Task goal:
Please copy the records below word for word, keeping every line in its original order.

Dataset excerpts:

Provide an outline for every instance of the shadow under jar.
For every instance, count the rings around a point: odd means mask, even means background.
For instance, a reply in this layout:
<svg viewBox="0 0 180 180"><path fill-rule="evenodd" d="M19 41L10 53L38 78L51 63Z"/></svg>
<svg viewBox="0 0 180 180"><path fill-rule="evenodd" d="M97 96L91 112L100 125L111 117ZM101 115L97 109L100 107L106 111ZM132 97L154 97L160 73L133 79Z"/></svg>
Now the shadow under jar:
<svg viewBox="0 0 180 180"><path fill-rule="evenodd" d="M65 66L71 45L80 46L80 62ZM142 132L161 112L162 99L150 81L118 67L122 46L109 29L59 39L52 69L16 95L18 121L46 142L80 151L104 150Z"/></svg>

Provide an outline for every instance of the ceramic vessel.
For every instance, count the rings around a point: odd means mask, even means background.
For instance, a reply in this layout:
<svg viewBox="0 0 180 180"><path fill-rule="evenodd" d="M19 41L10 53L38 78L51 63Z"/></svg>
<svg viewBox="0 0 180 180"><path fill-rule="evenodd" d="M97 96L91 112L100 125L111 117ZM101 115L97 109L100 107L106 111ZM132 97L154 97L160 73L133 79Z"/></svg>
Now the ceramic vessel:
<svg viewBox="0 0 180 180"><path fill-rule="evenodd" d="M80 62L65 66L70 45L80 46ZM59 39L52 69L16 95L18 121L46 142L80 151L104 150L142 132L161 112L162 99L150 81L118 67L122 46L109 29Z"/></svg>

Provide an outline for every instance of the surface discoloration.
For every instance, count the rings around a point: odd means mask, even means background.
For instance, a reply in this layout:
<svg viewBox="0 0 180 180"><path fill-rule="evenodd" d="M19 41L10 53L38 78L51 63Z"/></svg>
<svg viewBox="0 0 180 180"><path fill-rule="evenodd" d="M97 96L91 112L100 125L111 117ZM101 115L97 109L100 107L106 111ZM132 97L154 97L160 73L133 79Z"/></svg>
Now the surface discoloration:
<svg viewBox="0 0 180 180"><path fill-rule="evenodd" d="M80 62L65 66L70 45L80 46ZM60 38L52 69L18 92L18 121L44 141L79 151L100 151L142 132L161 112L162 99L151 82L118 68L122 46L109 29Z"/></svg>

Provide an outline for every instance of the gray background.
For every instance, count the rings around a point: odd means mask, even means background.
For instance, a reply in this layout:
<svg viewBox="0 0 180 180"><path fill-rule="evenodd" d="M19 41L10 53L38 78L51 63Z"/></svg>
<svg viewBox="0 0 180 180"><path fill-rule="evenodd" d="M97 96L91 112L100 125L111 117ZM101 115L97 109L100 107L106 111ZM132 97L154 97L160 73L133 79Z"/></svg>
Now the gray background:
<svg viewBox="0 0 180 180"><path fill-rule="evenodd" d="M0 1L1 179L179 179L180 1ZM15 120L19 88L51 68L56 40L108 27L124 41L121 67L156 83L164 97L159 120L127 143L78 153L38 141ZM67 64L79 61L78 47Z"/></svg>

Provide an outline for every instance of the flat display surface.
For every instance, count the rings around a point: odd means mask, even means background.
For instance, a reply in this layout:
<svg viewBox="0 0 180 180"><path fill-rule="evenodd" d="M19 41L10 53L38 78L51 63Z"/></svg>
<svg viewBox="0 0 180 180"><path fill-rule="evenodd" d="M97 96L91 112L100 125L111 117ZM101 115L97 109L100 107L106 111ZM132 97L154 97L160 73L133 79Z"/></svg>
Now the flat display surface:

Correct output:
Provide an outline for every instance of the shadow under jar.
For every instance, count the rings around a point: odd means mask, even means background.
For instance, a reply in this layout:
<svg viewBox="0 0 180 180"><path fill-rule="evenodd" d="M19 41L10 53L38 78L51 63Z"/></svg>
<svg viewBox="0 0 180 180"><path fill-rule="evenodd" d="M97 96L91 112L100 125L111 117ZM101 115L97 109L100 107L106 111ZM132 97L154 97L160 73L133 79Z"/></svg>
Now the shadow under jar:
<svg viewBox="0 0 180 180"><path fill-rule="evenodd" d="M65 66L71 45L80 46L80 62ZM142 132L161 112L162 99L150 81L118 67L122 46L109 29L59 39L52 69L16 95L18 121L46 142L80 151L104 150Z"/></svg>

Provide an outline for every instance of the ceramic vessel.
For every instance, count the rings around a point: odd means mask, even means background.
For instance, a reply in this layout:
<svg viewBox="0 0 180 180"><path fill-rule="evenodd" d="M19 41L10 53L38 78L51 63Z"/></svg>
<svg viewBox="0 0 180 180"><path fill-rule="evenodd" d="M97 96L91 112L100 125L111 117ZM101 115L97 109L100 107L106 111ZM132 97L154 97L160 73L133 79Z"/></svg>
Now the ceramic vessel:
<svg viewBox="0 0 180 180"><path fill-rule="evenodd" d="M80 62L65 66L70 45L80 46ZM59 39L52 69L16 95L18 121L46 142L80 151L104 150L142 132L161 112L162 99L150 81L118 67L122 46L109 29Z"/></svg>

Provide an outline for every instance of the surface discoloration.
For every instance, count the rings around a point: odd means mask, even means background.
For instance, a reply in this layout:
<svg viewBox="0 0 180 180"><path fill-rule="evenodd" d="M19 41L10 53L38 78L51 63Z"/></svg>
<svg viewBox="0 0 180 180"><path fill-rule="evenodd" d="M97 96L91 112L100 125L111 117ZM101 115L97 109L100 107L106 111ZM132 97L154 97L160 73L133 79Z"/></svg>
Now the surface discoloration:
<svg viewBox="0 0 180 180"><path fill-rule="evenodd" d="M80 62L65 66L70 45L80 46ZM60 38L52 69L18 92L18 121L44 141L79 151L100 151L142 132L161 112L162 99L151 82L118 68L122 46L109 29Z"/></svg>

Provide an outline for every instance of the gray background.
For every instance, count the rings around a point: odd means mask, even means background.
For instance, a reply in this layout:
<svg viewBox="0 0 180 180"><path fill-rule="evenodd" d="M19 41L10 53L38 78L51 63Z"/></svg>
<svg viewBox="0 0 180 180"><path fill-rule="evenodd" d="M97 96L91 112L100 125L111 117ZM101 115L97 109L100 107L106 111ZM132 97L154 97L160 73L133 79Z"/></svg>
Now the gray background:
<svg viewBox="0 0 180 180"><path fill-rule="evenodd" d="M0 1L1 179L179 179L180 1ZM15 120L19 88L51 68L56 40L108 27L124 41L121 67L156 83L164 97L159 120L127 143L78 153L38 141ZM67 64L79 61L78 47Z"/></svg>

Provide an outline for every instance of the flat display surface.
For every instance, count the rings around a point: odd means mask, even means background.
For instance, a reply in this layout:
<svg viewBox="0 0 180 180"><path fill-rule="evenodd" d="M19 41L10 53L38 78L51 63Z"/></svg>
<svg viewBox="0 0 180 180"><path fill-rule="evenodd" d="M97 96L91 112L100 125L111 117ZM101 115L97 109L100 107L106 111ZM132 97L154 97L160 73L133 79Z"/></svg>
Now the flat display surface:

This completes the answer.